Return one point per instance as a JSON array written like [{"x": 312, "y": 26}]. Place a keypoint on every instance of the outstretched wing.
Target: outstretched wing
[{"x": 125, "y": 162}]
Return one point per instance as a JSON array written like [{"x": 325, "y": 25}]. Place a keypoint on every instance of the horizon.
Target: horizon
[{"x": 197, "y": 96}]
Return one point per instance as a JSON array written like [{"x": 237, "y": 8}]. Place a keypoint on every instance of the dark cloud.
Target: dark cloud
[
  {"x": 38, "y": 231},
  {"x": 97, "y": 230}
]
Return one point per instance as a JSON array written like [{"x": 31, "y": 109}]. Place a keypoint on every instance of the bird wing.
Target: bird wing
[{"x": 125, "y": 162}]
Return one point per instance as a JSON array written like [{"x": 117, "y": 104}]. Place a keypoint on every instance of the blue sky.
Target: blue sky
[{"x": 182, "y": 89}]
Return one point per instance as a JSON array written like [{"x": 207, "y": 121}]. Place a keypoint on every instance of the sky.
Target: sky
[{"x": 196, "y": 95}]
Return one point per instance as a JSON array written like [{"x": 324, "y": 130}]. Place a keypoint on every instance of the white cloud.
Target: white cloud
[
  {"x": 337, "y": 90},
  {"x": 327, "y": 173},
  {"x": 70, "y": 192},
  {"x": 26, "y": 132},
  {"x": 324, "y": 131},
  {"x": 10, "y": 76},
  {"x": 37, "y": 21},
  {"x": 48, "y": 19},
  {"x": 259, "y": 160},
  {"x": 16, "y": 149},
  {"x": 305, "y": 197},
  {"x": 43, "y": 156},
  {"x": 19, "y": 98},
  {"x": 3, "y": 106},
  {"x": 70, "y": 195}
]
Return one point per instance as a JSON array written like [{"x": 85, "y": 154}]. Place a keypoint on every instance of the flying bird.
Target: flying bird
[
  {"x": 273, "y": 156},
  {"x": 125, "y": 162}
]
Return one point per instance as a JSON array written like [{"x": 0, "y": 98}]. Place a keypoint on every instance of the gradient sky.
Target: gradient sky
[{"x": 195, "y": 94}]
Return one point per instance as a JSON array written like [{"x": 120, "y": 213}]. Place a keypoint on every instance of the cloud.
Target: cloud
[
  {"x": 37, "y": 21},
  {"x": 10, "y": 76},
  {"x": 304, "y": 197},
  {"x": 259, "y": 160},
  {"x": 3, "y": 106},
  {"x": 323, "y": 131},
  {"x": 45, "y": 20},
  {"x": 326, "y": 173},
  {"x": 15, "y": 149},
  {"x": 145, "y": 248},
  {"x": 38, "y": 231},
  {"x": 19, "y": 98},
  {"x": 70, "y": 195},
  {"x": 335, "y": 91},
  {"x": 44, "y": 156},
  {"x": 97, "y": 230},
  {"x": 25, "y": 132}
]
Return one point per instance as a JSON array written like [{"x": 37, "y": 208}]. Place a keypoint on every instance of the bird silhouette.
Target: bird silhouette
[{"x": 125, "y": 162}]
***
課題の内容:
上のリストを最初から最後まで、一字一句違えずに書き写すこと。

解答例:
Return one point per instance as a JSON array written like [{"x": 312, "y": 26}]. Place a keypoint on every instance of the outstretched wing.
Target: outstretched wing
[{"x": 125, "y": 162}]
Return one point per instance as a JSON array written like [{"x": 325, "y": 25}]. Place a keypoint on every instance of the horizon.
Target: horizon
[{"x": 197, "y": 96}]
Return one point per instance as a JSON array written like [{"x": 237, "y": 8}]. Place a keypoint on every instance of the dark cloud.
Target: dark cloud
[
  {"x": 38, "y": 231},
  {"x": 97, "y": 230}
]
Return one point per instance as a JSON array written like [{"x": 31, "y": 109}]. Place a keypoint on every instance of the bird wing.
Target: bird wing
[{"x": 125, "y": 162}]
Return one point per instance as a JSON array written like [{"x": 117, "y": 104}]. Place a keypoint on every instance of the blue sky.
Target: blue sky
[{"x": 182, "y": 89}]
Return one point per instance as a JSON array written like [{"x": 207, "y": 121}]. Place a keypoint on every instance of the sky.
Target: sky
[{"x": 196, "y": 95}]
Return one point per instance as a JSON array written like [{"x": 324, "y": 130}]. Place a keypoint on every instance of the white cloud.
Target: white cloud
[
  {"x": 337, "y": 90},
  {"x": 327, "y": 173},
  {"x": 70, "y": 192},
  {"x": 26, "y": 132},
  {"x": 324, "y": 131},
  {"x": 10, "y": 76},
  {"x": 37, "y": 21},
  {"x": 48, "y": 19},
  {"x": 259, "y": 160},
  {"x": 16, "y": 149},
  {"x": 305, "y": 197},
  {"x": 43, "y": 156},
  {"x": 19, "y": 98},
  {"x": 3, "y": 106},
  {"x": 70, "y": 195}
]
Return one point per instance as a JSON array written like [{"x": 85, "y": 154}]. Place a keypoint on every instance of the flying bird.
Target: flying bird
[
  {"x": 273, "y": 156},
  {"x": 125, "y": 162}
]
Return one point per instance as a JSON array written like [{"x": 0, "y": 98}]. Place a keypoint on every instance of the gradient sky.
Target: gradient sky
[{"x": 195, "y": 94}]
Return one point per instance as a JSON array written like [{"x": 120, "y": 213}]. Place a keypoint on every instance of the cloud.
Target: cloud
[
  {"x": 37, "y": 21},
  {"x": 10, "y": 76},
  {"x": 304, "y": 197},
  {"x": 259, "y": 160},
  {"x": 3, "y": 106},
  {"x": 323, "y": 131},
  {"x": 45, "y": 20},
  {"x": 326, "y": 173},
  {"x": 15, "y": 149},
  {"x": 145, "y": 248},
  {"x": 38, "y": 231},
  {"x": 19, "y": 98},
  {"x": 70, "y": 195},
  {"x": 335, "y": 91},
  {"x": 44, "y": 156},
  {"x": 97, "y": 230},
  {"x": 25, "y": 132}
]
Return one point per instance as a JSON array written like [{"x": 37, "y": 208}]. Place a keypoint on every instance of the bird silhouette.
Target: bird silhouette
[{"x": 125, "y": 162}]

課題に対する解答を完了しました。